Problem to work on = In the listing below, find each line that holds the string "chrome" and copy it.

Data in this exercise =
*** Begin section ***

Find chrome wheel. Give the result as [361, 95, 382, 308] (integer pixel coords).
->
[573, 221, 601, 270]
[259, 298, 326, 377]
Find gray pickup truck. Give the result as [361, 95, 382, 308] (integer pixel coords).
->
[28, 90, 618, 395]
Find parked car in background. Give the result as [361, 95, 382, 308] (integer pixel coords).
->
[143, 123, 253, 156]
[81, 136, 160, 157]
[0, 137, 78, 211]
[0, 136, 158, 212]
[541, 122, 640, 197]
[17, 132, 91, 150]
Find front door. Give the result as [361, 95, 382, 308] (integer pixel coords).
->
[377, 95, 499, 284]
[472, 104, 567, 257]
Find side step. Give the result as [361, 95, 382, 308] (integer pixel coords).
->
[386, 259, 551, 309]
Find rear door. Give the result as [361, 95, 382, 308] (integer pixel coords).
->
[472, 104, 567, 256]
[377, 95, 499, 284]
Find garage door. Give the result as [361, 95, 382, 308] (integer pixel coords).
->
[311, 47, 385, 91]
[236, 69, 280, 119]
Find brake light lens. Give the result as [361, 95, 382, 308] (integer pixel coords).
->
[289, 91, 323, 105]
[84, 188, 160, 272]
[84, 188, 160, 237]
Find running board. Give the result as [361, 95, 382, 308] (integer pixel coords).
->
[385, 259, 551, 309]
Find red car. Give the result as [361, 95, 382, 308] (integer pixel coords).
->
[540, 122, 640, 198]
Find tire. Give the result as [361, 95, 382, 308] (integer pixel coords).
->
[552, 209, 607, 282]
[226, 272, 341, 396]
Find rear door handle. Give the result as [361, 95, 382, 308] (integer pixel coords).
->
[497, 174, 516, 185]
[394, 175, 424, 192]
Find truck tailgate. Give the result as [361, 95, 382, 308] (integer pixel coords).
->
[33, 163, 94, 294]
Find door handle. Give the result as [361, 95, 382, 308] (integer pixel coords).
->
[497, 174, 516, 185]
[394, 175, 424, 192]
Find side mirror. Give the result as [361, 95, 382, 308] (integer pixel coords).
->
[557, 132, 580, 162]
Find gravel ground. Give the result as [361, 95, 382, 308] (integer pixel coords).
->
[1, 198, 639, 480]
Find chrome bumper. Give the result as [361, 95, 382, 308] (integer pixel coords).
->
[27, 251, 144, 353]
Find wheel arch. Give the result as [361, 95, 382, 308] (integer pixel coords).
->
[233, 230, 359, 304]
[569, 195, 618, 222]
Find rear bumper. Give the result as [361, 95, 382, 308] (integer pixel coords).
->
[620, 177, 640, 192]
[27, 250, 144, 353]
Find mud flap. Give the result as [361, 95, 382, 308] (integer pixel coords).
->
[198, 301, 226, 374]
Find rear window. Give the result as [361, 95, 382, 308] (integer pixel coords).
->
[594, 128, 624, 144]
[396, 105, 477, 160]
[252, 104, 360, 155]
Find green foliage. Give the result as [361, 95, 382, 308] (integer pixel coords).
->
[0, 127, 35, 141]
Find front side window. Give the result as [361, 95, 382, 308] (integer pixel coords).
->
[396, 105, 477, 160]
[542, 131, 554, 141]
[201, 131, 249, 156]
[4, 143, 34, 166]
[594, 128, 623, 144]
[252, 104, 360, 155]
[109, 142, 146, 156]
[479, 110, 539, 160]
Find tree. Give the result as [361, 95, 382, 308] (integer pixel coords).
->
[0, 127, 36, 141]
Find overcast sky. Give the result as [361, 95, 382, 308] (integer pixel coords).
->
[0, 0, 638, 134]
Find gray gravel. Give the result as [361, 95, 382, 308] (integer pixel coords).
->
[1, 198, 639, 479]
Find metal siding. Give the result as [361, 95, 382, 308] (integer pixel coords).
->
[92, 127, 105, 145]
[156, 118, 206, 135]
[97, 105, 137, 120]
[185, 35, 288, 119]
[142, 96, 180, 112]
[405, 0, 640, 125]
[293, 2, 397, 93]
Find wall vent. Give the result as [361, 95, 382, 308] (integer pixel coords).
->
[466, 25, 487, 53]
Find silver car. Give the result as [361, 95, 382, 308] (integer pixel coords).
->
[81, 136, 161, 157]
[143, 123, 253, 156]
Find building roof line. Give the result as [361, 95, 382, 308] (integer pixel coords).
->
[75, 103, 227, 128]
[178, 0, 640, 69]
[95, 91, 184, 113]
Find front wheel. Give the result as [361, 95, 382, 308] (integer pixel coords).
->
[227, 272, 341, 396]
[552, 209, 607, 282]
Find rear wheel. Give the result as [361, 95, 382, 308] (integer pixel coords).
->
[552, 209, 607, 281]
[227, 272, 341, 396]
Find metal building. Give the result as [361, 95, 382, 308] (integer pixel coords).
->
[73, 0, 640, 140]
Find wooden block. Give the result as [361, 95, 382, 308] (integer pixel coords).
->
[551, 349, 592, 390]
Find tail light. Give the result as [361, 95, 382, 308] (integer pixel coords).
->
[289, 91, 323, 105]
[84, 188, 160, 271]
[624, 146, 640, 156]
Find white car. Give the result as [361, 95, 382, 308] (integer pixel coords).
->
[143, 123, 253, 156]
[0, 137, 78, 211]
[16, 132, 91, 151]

*** End section ***

Finished task =
Find chrome wheel. Give the result as [361, 95, 382, 308] (integer pixel coords).
Find chrome bumper. Give the result as [361, 95, 382, 308] (integer pixel coords).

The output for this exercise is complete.